>> Start
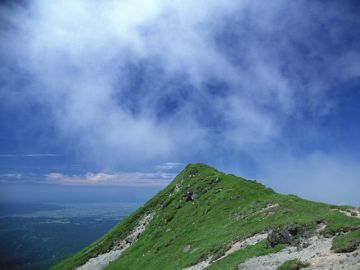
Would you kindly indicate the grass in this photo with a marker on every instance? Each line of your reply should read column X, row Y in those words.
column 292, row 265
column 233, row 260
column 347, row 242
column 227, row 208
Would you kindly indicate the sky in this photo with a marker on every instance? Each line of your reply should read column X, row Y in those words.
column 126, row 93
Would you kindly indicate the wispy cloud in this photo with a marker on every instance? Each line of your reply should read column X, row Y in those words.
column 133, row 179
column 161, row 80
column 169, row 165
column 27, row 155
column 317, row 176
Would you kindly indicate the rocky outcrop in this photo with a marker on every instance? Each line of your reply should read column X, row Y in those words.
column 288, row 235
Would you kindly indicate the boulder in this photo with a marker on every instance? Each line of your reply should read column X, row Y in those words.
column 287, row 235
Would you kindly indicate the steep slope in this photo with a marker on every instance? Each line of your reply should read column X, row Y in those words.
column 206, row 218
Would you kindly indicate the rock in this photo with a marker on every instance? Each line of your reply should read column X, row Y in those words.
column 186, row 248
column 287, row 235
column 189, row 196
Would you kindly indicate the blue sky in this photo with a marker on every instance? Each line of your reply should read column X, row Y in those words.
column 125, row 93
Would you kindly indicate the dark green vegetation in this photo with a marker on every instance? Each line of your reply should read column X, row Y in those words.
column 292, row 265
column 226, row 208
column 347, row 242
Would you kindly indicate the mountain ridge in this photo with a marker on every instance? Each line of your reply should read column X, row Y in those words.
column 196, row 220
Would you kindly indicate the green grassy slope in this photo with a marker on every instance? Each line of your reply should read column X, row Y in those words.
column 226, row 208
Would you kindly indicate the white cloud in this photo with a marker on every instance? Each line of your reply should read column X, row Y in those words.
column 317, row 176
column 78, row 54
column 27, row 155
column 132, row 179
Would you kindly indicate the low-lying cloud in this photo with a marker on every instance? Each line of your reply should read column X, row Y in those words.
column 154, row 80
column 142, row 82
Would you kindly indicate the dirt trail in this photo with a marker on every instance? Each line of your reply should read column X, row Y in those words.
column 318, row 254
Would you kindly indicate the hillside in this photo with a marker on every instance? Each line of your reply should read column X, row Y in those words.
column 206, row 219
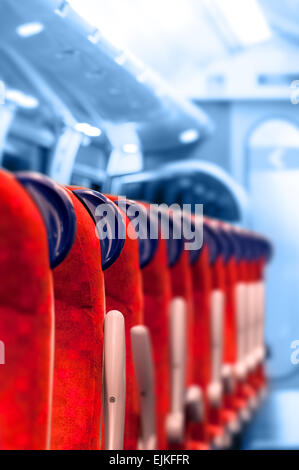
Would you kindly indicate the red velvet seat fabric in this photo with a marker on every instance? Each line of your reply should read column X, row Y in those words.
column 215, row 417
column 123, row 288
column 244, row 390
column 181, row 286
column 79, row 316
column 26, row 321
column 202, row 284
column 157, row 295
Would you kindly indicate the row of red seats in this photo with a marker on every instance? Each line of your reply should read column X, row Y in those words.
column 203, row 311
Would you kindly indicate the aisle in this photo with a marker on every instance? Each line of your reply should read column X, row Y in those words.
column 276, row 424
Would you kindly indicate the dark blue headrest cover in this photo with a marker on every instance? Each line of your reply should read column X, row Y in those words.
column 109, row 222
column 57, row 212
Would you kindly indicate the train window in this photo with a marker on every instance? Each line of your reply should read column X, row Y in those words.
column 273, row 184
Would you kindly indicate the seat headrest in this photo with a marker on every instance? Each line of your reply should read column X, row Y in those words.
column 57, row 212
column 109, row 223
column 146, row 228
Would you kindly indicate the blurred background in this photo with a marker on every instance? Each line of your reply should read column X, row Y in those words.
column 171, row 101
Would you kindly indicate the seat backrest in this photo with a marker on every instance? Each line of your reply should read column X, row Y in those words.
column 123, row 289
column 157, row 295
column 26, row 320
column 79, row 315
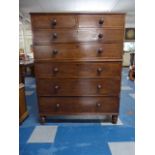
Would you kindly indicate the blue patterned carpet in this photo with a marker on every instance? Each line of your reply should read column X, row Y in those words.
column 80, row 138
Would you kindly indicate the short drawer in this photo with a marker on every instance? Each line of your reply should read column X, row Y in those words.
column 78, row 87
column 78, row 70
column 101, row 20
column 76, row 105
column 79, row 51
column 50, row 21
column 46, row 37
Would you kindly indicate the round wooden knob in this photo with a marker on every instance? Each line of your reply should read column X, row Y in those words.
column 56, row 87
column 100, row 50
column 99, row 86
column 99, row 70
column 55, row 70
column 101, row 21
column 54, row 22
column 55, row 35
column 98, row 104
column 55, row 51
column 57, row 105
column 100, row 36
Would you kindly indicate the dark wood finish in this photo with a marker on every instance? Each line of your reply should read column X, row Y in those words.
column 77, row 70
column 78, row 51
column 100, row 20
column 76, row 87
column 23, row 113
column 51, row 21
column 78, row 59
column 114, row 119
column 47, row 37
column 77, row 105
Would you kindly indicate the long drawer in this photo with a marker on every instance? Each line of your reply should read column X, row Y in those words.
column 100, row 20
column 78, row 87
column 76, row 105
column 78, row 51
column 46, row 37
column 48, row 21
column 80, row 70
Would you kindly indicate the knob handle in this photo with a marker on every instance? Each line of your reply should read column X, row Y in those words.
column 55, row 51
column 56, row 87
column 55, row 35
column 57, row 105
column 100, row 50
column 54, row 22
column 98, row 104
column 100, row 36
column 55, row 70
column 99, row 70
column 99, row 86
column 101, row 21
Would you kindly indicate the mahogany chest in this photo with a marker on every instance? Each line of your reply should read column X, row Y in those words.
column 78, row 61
>> End
## OBJECTIVE
Return every line above verbatim, leaving the pictures out.

## OUTPUT
Would you kindly indicate the grass in this photo with a marker on every instance? Each line of your reply should read column X, row Y in those words.
column 292, row 265
column 233, row 260
column 347, row 242
column 227, row 208
Would you kindly indicate the sky in this photo with a marker on every instance? Each line of your reply should read column X, row Y in those words.
column 126, row 93
Would you kindly indicate the wispy cloud in this photo with a marker on every instance? Each line of your reply should read column X, row Y in those words.
column 133, row 179
column 161, row 80
column 169, row 165
column 27, row 155
column 317, row 176
Would you kindly indicate the rocky outcrop in this photo with a marker on every instance? Each line of your reply should read column X, row Y in those words.
column 288, row 235
Would you kindly indicate the boulder in this photo with a marker on every instance? Each line of your reply should read column X, row Y in those words.
column 287, row 235
Would you kindly indicate the steep slope in this photo with a marker on every instance? Each line of your reply should read column X, row Y in those words.
column 206, row 218
Would you kindly indicate the rock in this photo with a marker on every instance? Each line of your reply should read column X, row Y in those words.
column 186, row 248
column 287, row 235
column 189, row 196
Would you kindly indicate the blue sky in this photo with a marker on every instance? Each line of your reply should read column X, row Y in those words.
column 125, row 93
Would you kindly indicate the dark green vegetation in this photo with a marker on every instance? Each line of your reply should read column X, row Y in those words.
column 292, row 265
column 226, row 208
column 347, row 242
Would you kindly indicate the mountain ridge in this photo with a marker on every instance? Each line of your reply should read column X, row Y in those words.
column 196, row 220
Would you kindly indicate the green grassy slope in this photo with a marker on every instance? Each line of your reply should read column X, row Y in those words.
column 226, row 208
Would you kindly indicate the white cloud in this photo with a marker on every instance? Each line of your reply should read column X, row Y in those words.
column 317, row 176
column 78, row 54
column 27, row 155
column 132, row 179
Would you kindly indicate the low-lying cloud in this photo with a marker on every instance? Each line of your reply should read column X, row Y in those words.
column 154, row 80
column 142, row 82
Would you kindly indicate the dirt trail in this photo with a marker on every instance? Each line of your reply should read column X, row Y in those words.
column 318, row 254
Would you kindly indicate the hillside in this photo with a marker on every instance? Each line of your reply should read column X, row Y in those words.
column 206, row 219
Would you kindly indicate the red velvet seat fabric in this photo with a marker on every instance? Each line of your reply should read column X, row Y in those words.
column 215, row 417
column 123, row 288
column 244, row 390
column 181, row 286
column 79, row 316
column 26, row 321
column 202, row 284
column 157, row 295
Would you kindly indicate the row of red seats in this photo with a marker on every instance? Each line of your reply should read column X, row Y in those words.
column 203, row 311
Would you kindly indicate the aisle in this photo with a marker on every instance? Each line of your reply should read column X, row Y in those words.
column 276, row 424
Would you kindly indicate the dark blue headrest cover in this photo with a marker on every instance? Each line of your reply should read column X, row Y in those words.
column 109, row 222
column 57, row 212
Would you kindly indicate the train window in this photo with a marker on every instance? Each line of your reply should read column X, row Y in those words.
column 273, row 184
Would you kindly indicate the seat headrest in this photo with a marker on every instance? Each line of your reply should read column X, row Y in those words.
column 57, row 212
column 109, row 223
column 146, row 228
Would you kindly indicate the blurred background in this photo with a marker on every instance? Each line of your reply should read column X, row Y in those words.
column 171, row 101
Would you kindly indicate the seat backrest in this photo with a marker on every instance? Each line of your reply should read column X, row Y in those words.
column 123, row 289
column 157, row 295
column 26, row 320
column 79, row 315
Would you kindly indicate the blue patterned carpet in this photo with a marker on every instance? Each line of your reply should read column X, row Y in those words.
column 80, row 138
Would you kindly indicate the short drawer in this photo with a marker on every instance? Each line of your reply should read column X, row Y in those words.
column 78, row 87
column 78, row 70
column 101, row 20
column 76, row 105
column 79, row 51
column 50, row 21
column 46, row 37
Would you kindly indicate the round wooden knob in this photo with a marker on every instance? Each line of your reply should read column X, row Y in those words.
column 56, row 87
column 100, row 50
column 99, row 86
column 99, row 70
column 55, row 70
column 101, row 21
column 54, row 22
column 55, row 35
column 98, row 104
column 55, row 51
column 57, row 105
column 100, row 36
Would you kindly indicate the dark wood finish in this photo with a marker on every instance? Each line of your reply should read column X, row Y in those words.
column 77, row 70
column 78, row 51
column 100, row 20
column 76, row 87
column 23, row 113
column 51, row 21
column 78, row 59
column 114, row 119
column 47, row 37
column 77, row 105
Would you kindly indicate the long drawer in this photo with a marker on every instance? Each line of your reply should read column X, row Y in those words.
column 100, row 20
column 78, row 87
column 76, row 105
column 78, row 51
column 46, row 37
column 48, row 21
column 80, row 70
Would you kindly indicate the knob handle in this photo with a marker on every instance? Each line of your reply should read column X, row Y in those words.
column 55, row 51
column 56, row 87
column 55, row 35
column 57, row 105
column 100, row 50
column 54, row 22
column 98, row 104
column 100, row 36
column 55, row 70
column 99, row 70
column 99, row 86
column 101, row 21
Would you kindly indicate the mahogany chest in this photo with a marker on every instance? Each line of your reply should read column X, row Y in those words.
column 78, row 61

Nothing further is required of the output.